Saved entries
______

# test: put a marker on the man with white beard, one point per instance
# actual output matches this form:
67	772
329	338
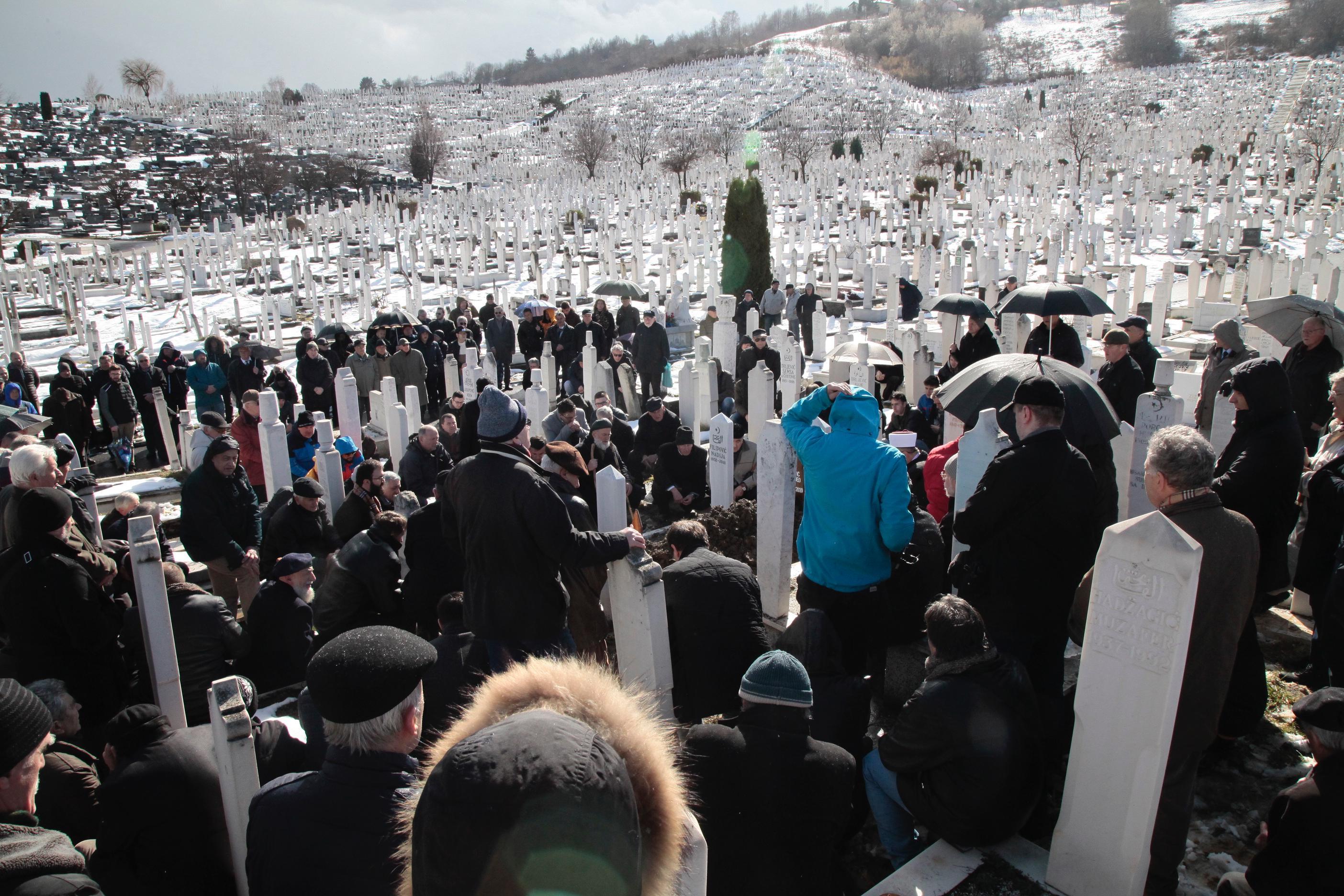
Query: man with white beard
280	621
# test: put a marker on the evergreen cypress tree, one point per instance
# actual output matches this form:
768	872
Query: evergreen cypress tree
746	239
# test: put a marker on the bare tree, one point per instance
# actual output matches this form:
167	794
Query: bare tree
426	149
639	137
724	136
589	142
1320	125
1080	129
143	76
795	143
684	149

______

# TASK DETAILS
Print the data above exactly; drop every picture.

# OUTPUT OF THE EXERCISE
# test: put a marker on the man with white beard, one point per instance
# actual output matches this form:
67	772
329	338
Query: man with white beard
280	621
# test: put a marker on the evergreen cypress tree, one point per instance
# actual output matches this form:
768	872
Query: evergreen cypress tree
746	239
# test: put a marker on the bare tree, one point per instance
# actual output matches this form:
167	794
Query: bare tree
426	149
639	137
724	136
589	142
1320	125
1080	129
143	76
795	143
684	149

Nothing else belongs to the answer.